(Extracted information Opens)

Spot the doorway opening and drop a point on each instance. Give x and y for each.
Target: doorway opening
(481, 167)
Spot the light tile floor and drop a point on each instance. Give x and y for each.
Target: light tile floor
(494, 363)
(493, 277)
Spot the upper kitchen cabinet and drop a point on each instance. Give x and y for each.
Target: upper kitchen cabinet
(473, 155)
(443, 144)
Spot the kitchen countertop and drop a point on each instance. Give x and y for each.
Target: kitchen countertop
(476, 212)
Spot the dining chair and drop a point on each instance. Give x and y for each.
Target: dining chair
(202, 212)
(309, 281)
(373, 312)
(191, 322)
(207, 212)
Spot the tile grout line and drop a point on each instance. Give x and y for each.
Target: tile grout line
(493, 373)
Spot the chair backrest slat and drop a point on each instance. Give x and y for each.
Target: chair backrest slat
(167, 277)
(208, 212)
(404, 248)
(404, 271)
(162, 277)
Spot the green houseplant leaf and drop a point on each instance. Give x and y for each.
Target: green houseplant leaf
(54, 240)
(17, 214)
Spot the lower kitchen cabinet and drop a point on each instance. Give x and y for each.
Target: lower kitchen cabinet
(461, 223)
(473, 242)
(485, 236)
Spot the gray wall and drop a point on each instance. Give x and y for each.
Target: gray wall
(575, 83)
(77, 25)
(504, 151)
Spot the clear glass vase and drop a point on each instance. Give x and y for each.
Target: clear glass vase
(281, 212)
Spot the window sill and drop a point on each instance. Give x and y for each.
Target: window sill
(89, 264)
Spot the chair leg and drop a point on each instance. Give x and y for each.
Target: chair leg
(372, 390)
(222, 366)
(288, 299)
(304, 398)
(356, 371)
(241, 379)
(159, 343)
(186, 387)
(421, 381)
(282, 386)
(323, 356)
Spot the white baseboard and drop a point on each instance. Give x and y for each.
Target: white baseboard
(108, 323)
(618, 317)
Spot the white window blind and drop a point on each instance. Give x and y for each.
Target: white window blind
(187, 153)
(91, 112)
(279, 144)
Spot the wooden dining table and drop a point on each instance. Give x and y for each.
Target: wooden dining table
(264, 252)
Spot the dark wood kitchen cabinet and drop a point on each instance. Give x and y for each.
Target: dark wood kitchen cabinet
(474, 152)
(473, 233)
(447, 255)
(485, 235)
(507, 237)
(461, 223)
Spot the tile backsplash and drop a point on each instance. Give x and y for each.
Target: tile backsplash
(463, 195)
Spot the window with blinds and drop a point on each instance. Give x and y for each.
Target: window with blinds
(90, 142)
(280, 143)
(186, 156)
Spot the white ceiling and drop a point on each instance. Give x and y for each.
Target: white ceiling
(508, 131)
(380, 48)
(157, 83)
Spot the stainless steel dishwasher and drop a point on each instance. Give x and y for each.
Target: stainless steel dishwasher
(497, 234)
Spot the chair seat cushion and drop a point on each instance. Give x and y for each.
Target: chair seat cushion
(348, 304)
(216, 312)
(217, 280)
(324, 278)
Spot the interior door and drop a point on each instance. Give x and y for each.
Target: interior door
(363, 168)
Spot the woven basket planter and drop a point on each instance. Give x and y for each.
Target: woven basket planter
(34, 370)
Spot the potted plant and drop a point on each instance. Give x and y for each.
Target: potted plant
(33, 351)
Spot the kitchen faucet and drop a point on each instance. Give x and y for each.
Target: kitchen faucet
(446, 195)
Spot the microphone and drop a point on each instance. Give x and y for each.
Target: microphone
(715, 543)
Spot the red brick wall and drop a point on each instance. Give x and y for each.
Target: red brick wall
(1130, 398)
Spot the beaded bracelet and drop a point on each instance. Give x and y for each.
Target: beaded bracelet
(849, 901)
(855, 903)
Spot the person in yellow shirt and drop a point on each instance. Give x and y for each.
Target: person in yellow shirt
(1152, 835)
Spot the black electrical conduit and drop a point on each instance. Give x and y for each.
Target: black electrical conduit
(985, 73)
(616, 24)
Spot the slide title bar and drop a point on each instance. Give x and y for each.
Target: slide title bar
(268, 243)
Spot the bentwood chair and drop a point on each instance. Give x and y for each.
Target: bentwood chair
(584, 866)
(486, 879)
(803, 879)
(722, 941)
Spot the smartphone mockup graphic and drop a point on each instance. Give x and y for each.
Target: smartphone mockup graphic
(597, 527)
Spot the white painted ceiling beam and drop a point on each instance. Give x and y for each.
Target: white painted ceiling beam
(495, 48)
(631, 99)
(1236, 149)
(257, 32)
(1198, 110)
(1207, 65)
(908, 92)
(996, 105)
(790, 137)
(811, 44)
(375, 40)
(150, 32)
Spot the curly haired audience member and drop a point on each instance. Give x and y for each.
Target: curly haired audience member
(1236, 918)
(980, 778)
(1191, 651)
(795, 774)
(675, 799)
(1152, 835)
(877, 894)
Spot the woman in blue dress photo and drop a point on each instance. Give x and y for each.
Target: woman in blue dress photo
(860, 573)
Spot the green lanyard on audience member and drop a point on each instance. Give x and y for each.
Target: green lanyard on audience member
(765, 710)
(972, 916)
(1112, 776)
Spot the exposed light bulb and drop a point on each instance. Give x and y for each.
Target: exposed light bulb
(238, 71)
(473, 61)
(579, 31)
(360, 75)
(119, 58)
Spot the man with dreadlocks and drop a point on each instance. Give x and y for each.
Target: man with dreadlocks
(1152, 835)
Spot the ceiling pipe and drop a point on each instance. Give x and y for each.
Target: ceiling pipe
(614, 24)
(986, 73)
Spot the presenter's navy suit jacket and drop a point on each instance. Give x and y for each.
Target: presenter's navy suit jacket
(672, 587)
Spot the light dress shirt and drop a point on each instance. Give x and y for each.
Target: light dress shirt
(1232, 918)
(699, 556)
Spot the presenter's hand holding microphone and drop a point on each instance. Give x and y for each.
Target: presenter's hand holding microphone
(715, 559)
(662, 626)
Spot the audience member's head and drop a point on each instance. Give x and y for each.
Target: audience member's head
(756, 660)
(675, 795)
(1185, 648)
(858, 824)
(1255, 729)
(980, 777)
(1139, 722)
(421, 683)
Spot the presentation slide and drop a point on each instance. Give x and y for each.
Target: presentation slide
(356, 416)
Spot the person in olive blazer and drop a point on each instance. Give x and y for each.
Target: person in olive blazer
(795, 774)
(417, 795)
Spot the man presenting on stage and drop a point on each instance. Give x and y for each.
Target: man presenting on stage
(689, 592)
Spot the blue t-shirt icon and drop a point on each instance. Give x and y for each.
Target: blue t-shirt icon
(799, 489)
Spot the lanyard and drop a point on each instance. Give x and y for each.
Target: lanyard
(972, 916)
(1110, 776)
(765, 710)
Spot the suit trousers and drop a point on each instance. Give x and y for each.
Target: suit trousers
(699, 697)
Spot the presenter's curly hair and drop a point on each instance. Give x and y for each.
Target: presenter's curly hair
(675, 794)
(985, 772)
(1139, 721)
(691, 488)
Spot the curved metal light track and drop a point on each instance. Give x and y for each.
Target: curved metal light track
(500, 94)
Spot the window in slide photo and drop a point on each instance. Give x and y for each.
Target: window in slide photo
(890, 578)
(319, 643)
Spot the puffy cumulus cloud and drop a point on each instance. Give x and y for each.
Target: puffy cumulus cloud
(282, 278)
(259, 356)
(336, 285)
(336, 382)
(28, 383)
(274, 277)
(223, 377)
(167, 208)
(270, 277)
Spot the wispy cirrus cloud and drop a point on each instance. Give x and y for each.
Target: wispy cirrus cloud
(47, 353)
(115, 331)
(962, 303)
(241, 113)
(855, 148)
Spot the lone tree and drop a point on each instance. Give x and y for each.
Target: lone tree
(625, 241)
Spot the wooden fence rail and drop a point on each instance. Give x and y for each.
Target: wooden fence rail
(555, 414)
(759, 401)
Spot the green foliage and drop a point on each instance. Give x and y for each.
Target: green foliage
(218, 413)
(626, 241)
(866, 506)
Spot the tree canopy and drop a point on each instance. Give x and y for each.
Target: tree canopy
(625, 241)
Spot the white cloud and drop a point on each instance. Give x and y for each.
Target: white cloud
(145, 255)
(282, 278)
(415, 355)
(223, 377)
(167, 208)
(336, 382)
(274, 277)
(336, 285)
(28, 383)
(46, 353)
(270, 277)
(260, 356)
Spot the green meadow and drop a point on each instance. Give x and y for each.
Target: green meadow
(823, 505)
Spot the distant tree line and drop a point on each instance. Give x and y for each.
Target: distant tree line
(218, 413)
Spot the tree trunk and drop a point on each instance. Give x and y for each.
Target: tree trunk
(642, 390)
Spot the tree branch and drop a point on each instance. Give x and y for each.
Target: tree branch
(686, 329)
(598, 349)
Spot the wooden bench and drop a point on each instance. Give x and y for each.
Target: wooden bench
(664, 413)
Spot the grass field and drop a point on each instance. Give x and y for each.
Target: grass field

(Extracted information Closes)

* Required action: Begin with the line above that has "Target: green foliage" and continue through the line that has "Spot the tree trunk", setting each one down exactly. Stop there.

* Written reply:
Target: green foliage
(218, 413)
(626, 241)
(866, 506)
Spot the tree canopy and drop a point on each instance. Give x and y for each.
Target: tree canopy
(625, 241)
Spot the white cloud and drop a point on each instance. Give x and y for each.
Target: white cloud
(145, 255)
(282, 278)
(415, 355)
(223, 377)
(167, 208)
(336, 382)
(274, 277)
(336, 285)
(28, 383)
(46, 353)
(270, 277)
(260, 356)
Spot the green meadow and drop a point on each instance. Give x and y for each.
Target: green meadow
(823, 505)
Spot the distant tree line and drop a point on each instance. Give x and y for each.
Target: distant tree line
(218, 413)
Spot the tree trunk and drop a point on each instance. Give x and y for each.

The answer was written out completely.